- [Lesetext]:
Das Schauspiel Frankfurt zeigt das Wutbürgerstück »Furor«

Nicht nur die Philosophie malt bisweilen ihr Grau in Grau. Auch die Bühnenbildnerin Lydia Merkel tut es. Ihre 2-ZKB-Mietwohnung der Altenpflegerin Nele Siebold könnte kaum trister gestaltet sein: eine vor die Großprojektion eines Plattenbaus drapierte Ikea-Landschaft aus Sofa, Tisch, Stuhl und Stehlampe. Farblos. Aus diesem Zimmer kommen wir in den nächsten 110 Minuten nicht mehr heraus, auch nicht aus diesem Realismus.
Die Wirklichkeit ist von jeher das Thema des erfolgreichen Autoren-Duos Lutz Hübner/Sarah Nemitz, das »Furor« als Werkauftrag des Frankfurter Intendanten Anselm Weber schrieb. Ein Stück über Politikverdrossenheit, dessen aktuelle Relevanz vor drei Jahren nicht zu erahnen war, als es die Arbeit aufnahm. Neben der von Katharina Linder verkörperten Mieterin gibt es den Ministerialdirigenten Heiko Braubach (Dietmar Bär) und den politisch radikalisierten Hilfsarbeiter Jerome (Fridolin Sandmeyer).
Der Berufspolitiker ist um die 50 und steht mitten im Wahlkampf um den Oberbürgermeister. Jerome ist ein 29jähriger Schul-, Lehre- und Totalabbrecher aus zerrütteter Familie, der nun Pakete zum Mindestlohn ausfährt. Und er ist der Cousin von Nele Siebolds rauschgiftsüchtigem Sohn Enno, welcher ist Braubach vor das Auto gelaufen und nun schwerversehrt im Krankenhaus liegt – selbstverschuldet, so die Ermittlungen. Als der Politiker die Mutter aufsucht, um ihr Unterstützung anzubieten, sieht Jerome seine Stunde gekommen. Für die internet-fokussierte Szene, der er sich zuordnet, steht längst fest, dass hier mal wieder etwas vertuscht werden soll von denen da oben.

- [Inhalt des Datensatzes]:

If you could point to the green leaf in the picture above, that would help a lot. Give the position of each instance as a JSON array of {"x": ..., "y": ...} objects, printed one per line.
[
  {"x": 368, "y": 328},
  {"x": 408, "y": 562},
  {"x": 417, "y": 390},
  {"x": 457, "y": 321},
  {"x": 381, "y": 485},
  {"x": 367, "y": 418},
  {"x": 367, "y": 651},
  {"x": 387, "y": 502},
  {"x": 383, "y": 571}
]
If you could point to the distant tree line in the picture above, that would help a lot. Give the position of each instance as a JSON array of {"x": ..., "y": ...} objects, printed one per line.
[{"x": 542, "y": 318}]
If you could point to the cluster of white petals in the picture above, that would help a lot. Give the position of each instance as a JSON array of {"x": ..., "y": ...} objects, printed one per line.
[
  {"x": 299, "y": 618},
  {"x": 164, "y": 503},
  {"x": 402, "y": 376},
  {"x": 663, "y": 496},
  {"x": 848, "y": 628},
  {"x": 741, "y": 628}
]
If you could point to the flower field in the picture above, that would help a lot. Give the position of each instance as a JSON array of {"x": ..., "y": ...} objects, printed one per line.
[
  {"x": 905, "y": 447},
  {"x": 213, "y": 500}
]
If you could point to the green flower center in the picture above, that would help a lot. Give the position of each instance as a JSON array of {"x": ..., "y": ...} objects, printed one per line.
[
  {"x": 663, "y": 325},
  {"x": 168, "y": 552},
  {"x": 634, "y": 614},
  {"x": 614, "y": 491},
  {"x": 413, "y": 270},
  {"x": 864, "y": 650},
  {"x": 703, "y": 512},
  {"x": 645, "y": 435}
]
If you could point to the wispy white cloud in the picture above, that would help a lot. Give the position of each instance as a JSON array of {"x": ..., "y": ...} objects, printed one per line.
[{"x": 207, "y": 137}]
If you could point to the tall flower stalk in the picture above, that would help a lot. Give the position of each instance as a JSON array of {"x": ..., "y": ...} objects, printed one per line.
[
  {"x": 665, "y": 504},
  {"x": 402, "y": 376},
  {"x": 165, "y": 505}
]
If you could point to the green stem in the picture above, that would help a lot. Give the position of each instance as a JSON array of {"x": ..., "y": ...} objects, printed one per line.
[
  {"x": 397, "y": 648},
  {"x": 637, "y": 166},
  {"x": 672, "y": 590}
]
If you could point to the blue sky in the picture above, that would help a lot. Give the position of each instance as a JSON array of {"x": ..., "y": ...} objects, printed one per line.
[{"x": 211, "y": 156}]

- [Aufgabenstellung]:
Übersetzen Sie den Satz „Der Berufspolitiker ist um die 50 und steht mitten im Wahlkampf um den Oberbürgermeister.“ aus dem Lesetext ins Englische.

- [Lösung]:
The career politician is around 50 and is in the middle of the campaign for mayor.